▸ Description of the task:
Rescale the data starting at the line that contains "Place a point on every instance of the dog's eye" and continuing through the end, writing out every line again. Multiply each coordinate in the answers by 1.2 and round it to a whole number, with halves rounded up.

▸ Coordinate annotation data:
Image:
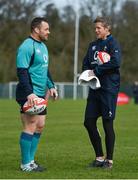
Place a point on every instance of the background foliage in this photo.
(15, 17)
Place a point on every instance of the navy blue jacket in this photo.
(108, 73)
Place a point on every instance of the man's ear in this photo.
(36, 30)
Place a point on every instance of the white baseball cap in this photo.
(92, 81)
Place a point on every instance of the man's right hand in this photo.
(30, 99)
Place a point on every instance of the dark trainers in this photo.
(36, 167)
(96, 163)
(107, 165)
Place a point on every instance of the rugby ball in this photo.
(40, 106)
(103, 57)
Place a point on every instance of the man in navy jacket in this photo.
(102, 102)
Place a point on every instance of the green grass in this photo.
(65, 148)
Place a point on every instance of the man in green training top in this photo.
(34, 79)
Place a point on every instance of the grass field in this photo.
(64, 148)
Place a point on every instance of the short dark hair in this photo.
(104, 20)
(36, 22)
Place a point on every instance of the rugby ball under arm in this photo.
(103, 57)
(40, 106)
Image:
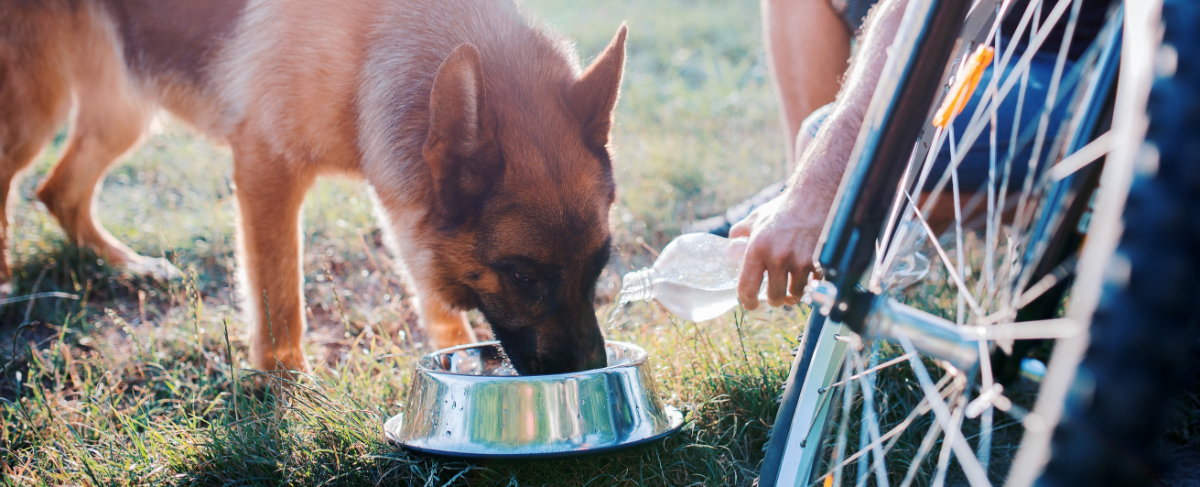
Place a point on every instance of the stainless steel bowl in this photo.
(468, 402)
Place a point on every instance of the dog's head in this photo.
(526, 194)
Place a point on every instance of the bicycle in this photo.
(1113, 356)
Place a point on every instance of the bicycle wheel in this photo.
(918, 385)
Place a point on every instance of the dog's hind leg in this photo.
(270, 194)
(109, 120)
(34, 101)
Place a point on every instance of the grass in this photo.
(147, 383)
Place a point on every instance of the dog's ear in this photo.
(461, 149)
(593, 97)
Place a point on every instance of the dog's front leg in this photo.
(270, 193)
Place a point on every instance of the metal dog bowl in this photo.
(468, 402)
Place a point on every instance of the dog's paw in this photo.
(155, 268)
(287, 365)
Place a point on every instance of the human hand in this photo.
(783, 238)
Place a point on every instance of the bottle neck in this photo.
(639, 286)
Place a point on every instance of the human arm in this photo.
(784, 233)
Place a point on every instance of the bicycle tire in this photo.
(1147, 319)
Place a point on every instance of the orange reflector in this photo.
(964, 86)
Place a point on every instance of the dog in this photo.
(485, 144)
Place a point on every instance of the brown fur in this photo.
(484, 142)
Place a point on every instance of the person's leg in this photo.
(808, 50)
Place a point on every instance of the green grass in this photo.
(147, 383)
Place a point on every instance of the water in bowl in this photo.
(492, 361)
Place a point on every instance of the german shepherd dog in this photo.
(484, 142)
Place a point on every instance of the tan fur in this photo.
(307, 88)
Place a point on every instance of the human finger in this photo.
(777, 286)
(750, 281)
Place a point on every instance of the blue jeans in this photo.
(973, 169)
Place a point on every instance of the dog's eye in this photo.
(522, 277)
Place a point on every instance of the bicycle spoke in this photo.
(846, 402)
(946, 259)
(1049, 281)
(873, 426)
(967, 460)
(952, 434)
(1047, 329)
(873, 370)
(925, 446)
(893, 434)
(1084, 156)
(1044, 122)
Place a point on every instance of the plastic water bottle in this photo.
(695, 277)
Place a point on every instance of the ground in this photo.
(131, 383)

▸ Exercise answer:
Place a point on every instance of the dog's eye in this photo.
(626, 332)
Place a point on every instance of the bicycle spoke in this photo.
(1015, 482)
(1135, 311)
(1259, 337)
(1048, 511)
(1160, 552)
(1142, 521)
(1256, 395)
(1048, 444)
(1110, 535)
(1072, 521)
(1301, 187)
(1253, 146)
Place a point on every instance of the plastic water bottle in this photo.
(834, 332)
Place a point on every instance of the ground in this photo.
(157, 460)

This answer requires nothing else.